-- Start EXTRACTED TEXT --

Hi Ximin,
Thanks for your answer. I will rephrase what you wrote (adding my own view) to
check if I understand.
I understand that each node constructs an SkeletonBTreeMap (huge index) that in
the long-term will contain a huge index with all the successful searches
initiated by that node or that passed though that node. Using the
SkeletonBTreeMap, each node has a partial view of the documents stored in
freenet system, but only about documents that passed thought that node.
The paragraph starting by For "Library's B-Tree, this is not feasible" is hard
to understand.
Since datastore uses a LRU-like cache replacement, when a node's datastore size
is exceeded old files are deleted. This should be reflected in the huge index
maintain by all remote's node that have links to that recently deleted file.
But it is not possible to reflect it, nodes don't know when the links/items in
their index are not valid anymore (i.e., when a remote node deleted the file as
part of LRU police replacement).
If I understood correctly, we can continue discussing what is written below. If
not, you can forget about below part and give more help to follow your previous
e-mail.
In that case maybe the solution is an announcement policy that broadcast to
neighbors that such file(key) is not valid anymore. Such messages will be
harmless and not too promiscuous, won't them?…Although, neighbors who didn't
knew such file was available through such node will learn it though that kind
of announcements. Is that a problem?
For instance, take the following scenario:
(assumptions: for simplicity 1 identity per node, index items are simplified to
{key,location})
Neighbors of Node1(n1): {n2, n3, n4, n5, n7}
Neighbors of Node4(n4): {n1, n30, n7}
Scenario:
1) Request of n5 to n1: "Give me file with key=200"

-- End EXTRACTED TEXT --

# GIVEN REQUEST 1:
Rewrite the records from their first line through the line holding "column 186, row 275", inclusive, substituting "Locations" for "Points" and leaving everything else as it stands. Omit the pictures.
# GIVEN REQUEST 2:
Carry the message about Freenet node indexes forward from its last line.

-- Start AVAILABLE DATA --

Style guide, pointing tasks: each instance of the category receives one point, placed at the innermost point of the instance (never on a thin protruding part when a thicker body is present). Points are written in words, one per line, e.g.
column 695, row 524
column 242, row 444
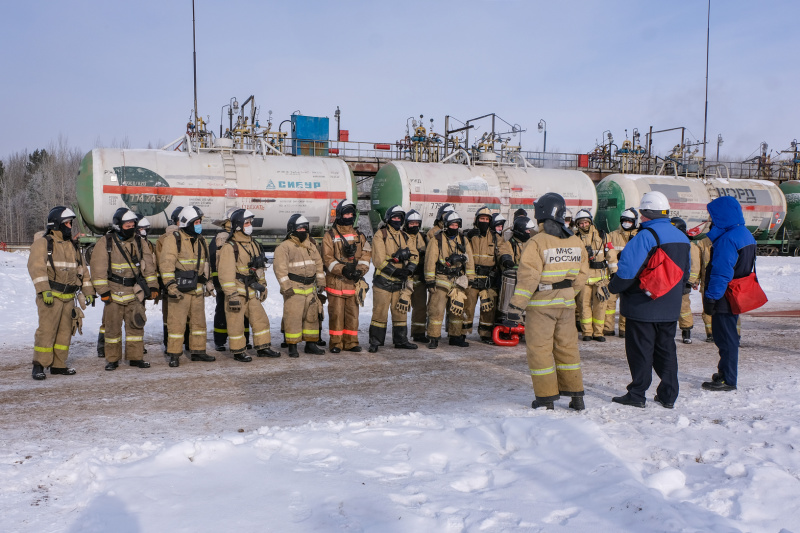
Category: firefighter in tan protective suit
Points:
column 592, row 302
column 686, row 320
column 346, row 256
column 395, row 257
column 124, row 276
column 186, row 275
column 58, row 273
column 240, row 272
column 298, row 267
column 619, row 239
column 419, row 298
column 489, row 251
column 448, row 269
column 554, row 266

-- End AVAILABLE DATA --

# RESPONSE 1:
Style guide, pointing tasks: each instance of the category receives one point, placed at the innermost point of the instance (never on a thin protruding part when a thicker body is present). Locations are written in words, one per line, e.g.
column 695, row 524
column 242, row 444
Category: firefighter in tan protective suit
Locations:
column 592, row 302
column 686, row 320
column 346, row 256
column 395, row 257
column 124, row 276
column 186, row 275

# RESPONSE 2:
2) n1 index contains {key=201,n4}
3) n1 decides to forward request to n4: "Give me file with key=200"
4) n4 answers to n1 with file
5) n1 forwards file to n5
6) n1 stores a copy of the file in its cache datastore
7) n1 stores {key=200,n4} in his index
8) n1 stores {key=200,n5} in his index (n1 does not know n5 is final
destination).
9) n1 receives another request for key 200, he doesn't need to forward request
because the file is stored in its cache
10) (time passes) file is deleted from n1's LRU cache
11) (time passes) n1 receives another request for key 200 from n3.
12) n1 needs to decide whether to forward request to n4 or n5. Not sure what is
the criteria here, maybe he uses the node's reputation (WoT).
13) Some time later, file with key=200 is deleted from n4's datastore because
of LRU policy.
14) n4 broadcast to its neighbors n1, n30, n7 that key=200 is eliminated
However, the fact that key=200 can be found though n4 may imply that node n4
knows how to get key=200. There is another reason that makes me think this
assumption is valid. Nodes with similar keys are cluster together, aren't them?
Then, which routing decision is better for key=200? n5 or still using n4? *at
this point I am bewildered*
Not sure if n1 should delete {key=200,n4} from his index when he receives the
n4 broadcast.
Some comments: I am not sure if is possible to store a key with multiple
locations like steps 7 and 8, I guess is possible. I am still confused about
location swapping and what are the consequences of location swapping in the
node's index
Maybe a silly question, but...What do you mean by "top-level data structure".
What is the top-level data structure of Freenet?
Regarding your security note[1]. Not sure what do you mean. I suppose that you
refer to the fact that a node datastore cannot be accessed remotely. Users only
send requests to other nodes asking for a file and the remote node verifies its
datastore and answers the request. Thus, the storage is accessed only locally.
Regarding what I am trying to achieve. I am looking somehow accelerate the
speed of the search, share bookmarks (specialized in some terms) among a group
of people probably by using PSK maybe some friends of friends. Improve the
Library code.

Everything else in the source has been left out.